§ Problem requirements
Transcribe the material in full, exactly as written.

======

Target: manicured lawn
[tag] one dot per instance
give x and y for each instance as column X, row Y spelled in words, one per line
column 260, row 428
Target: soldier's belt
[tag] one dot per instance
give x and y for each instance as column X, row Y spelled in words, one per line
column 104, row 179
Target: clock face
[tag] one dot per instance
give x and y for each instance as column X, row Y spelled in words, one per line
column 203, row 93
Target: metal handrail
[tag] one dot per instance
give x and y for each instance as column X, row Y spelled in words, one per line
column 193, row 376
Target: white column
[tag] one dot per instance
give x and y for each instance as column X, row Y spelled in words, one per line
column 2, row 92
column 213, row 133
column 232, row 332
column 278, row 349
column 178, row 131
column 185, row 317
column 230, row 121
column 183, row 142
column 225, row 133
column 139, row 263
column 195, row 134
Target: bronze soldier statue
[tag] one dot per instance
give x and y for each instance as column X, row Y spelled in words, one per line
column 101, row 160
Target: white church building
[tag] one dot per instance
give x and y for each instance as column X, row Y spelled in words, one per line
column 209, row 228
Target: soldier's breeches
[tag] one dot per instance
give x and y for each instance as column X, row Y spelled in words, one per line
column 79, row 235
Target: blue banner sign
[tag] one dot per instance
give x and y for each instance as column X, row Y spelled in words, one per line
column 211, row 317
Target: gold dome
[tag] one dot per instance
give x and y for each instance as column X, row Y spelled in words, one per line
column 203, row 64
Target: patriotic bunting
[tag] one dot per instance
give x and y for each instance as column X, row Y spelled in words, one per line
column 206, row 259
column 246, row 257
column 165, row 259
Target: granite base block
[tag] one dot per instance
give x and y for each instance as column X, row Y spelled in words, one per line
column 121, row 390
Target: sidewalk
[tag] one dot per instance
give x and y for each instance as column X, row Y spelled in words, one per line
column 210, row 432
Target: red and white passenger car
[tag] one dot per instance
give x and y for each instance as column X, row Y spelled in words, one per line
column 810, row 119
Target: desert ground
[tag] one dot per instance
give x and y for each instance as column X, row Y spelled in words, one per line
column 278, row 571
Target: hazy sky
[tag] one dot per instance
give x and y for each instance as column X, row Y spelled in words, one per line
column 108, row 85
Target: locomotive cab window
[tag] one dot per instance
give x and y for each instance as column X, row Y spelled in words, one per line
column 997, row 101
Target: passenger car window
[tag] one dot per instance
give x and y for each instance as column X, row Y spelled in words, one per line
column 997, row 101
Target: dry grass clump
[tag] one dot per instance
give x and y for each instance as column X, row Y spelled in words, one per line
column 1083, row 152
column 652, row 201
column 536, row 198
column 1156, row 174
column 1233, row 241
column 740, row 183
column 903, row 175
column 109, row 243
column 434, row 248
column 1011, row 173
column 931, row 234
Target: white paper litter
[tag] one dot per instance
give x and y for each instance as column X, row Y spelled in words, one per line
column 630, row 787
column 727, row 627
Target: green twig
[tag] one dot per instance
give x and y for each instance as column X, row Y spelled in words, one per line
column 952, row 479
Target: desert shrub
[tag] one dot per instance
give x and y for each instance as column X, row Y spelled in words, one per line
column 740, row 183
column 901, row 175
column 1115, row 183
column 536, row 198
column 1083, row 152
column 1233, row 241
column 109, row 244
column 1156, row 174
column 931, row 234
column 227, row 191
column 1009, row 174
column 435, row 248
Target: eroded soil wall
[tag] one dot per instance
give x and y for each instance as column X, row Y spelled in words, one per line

======

§ Result
Target: manicured lawn
[tag] one dot per instance
give x and y for each instance as column X, row Y spelled in words, one per line
column 260, row 428
Target: soldier's belt
[tag] one dot per instance
give x and y for each instance as column X, row Y spelled in words, one per line
column 104, row 179
Target: clock face
[tag] one dot per instance
give x and y for each instance as column X, row Y spelled in words, one per line
column 203, row 93
Target: metal handrail
[tag] one dot per instance
give x and y for each instance as column X, row Y spelled in words, one per line
column 193, row 376
Target: white column
[tag] one dot per instance
give x and y for each instance as column X, row Y spelled in words, one per line
column 2, row 92
column 213, row 133
column 232, row 332
column 278, row 349
column 178, row 131
column 185, row 317
column 230, row 121
column 183, row 142
column 225, row 133
column 139, row 263
column 195, row 134
Target: bronze soldier statue
[tag] one dot per instance
give x and y for each instance as column X, row Y spelled in words, one per line
column 101, row 160
Target: white church building
[tag] one dot per instance
give x and y for each instance as column X, row Y spelled in words, one per line
column 209, row 228
Target: soldier's breeches
[tag] one dot per instance
give x and y for each instance as column X, row Y spelled in words, one per line
column 79, row 235
Target: blue banner sign
[tag] one dot per instance
give x and y for each instance as column X, row Y spelled in words, one per line
column 211, row 317
Target: gold dome
[tag] one dot per instance
give x and y for each instance as column X, row Y spelled in words, one per line
column 203, row 64
Target: patriotic bunting
[tag] one dot per instance
give x and y for each instance as column X, row Y spelled in words, one per line
column 206, row 259
column 246, row 257
column 165, row 259
Target: granite base block
[tag] one dot per instance
give x and y for each instance as column X, row Y spelled in words, one per line
column 121, row 390
Target: sidewalk
[tag] one dot per instance
give x and y for each instance as column X, row Y spelled in words, one per line
column 210, row 432
Target: red and white passenger car
[tag] one dot per instance
give x and y for each instance as column X, row Y spelled in words, one per line
column 810, row 119
Target: desert ground
[tag] one dot per instance
give x and y for each instance as column X, row Y spelled in words, one per line
column 278, row 571
Target: hazy sky
[tag] one dot per instance
give x and y for each instance as column X, row Y spelled in words, one per line
column 108, row 85
Target: locomotive cab window
[tag] one dot per instance
give x and y for each instance as column X, row Y spelled in words, one per line
column 997, row 101
Target: passenger car window
[tag] one dot per instance
give x and y for each instance as column X, row Y spelled in words, one per line
column 997, row 101
Target: dry grass clump
[tag] one dot per instance
give x and y for each instance as column X, row Y spelled in words, one per line
column 1083, row 152
column 652, row 201
column 536, row 198
column 1156, row 174
column 1233, row 241
column 740, row 183
column 903, row 175
column 109, row 243
column 434, row 248
column 1011, row 173
column 931, row 234
Target: white paper litter
[tag] one dot per instance
give x and y for each instance as column X, row Y spelled in words, one per line
column 630, row 787
column 727, row 627
Target: green twig
[tag] one dot per instance
give x and y for each instance as column X, row Y spelled in words, one per line
column 952, row 479
Target: desert shrub
[tag] one dot per instance
give x and y for each instance as column X, row Y spelled in words, one per line
column 740, row 183
column 901, row 175
column 1115, row 183
column 536, row 198
column 1083, row 152
column 1233, row 241
column 109, row 244
column 1156, row 174
column 931, row 234
column 227, row 191
column 1009, row 174
column 435, row 248
Target: eroded soil wall
[tag] one dot per instance
give x and y for each instance as column X, row Y spelled in words, one per line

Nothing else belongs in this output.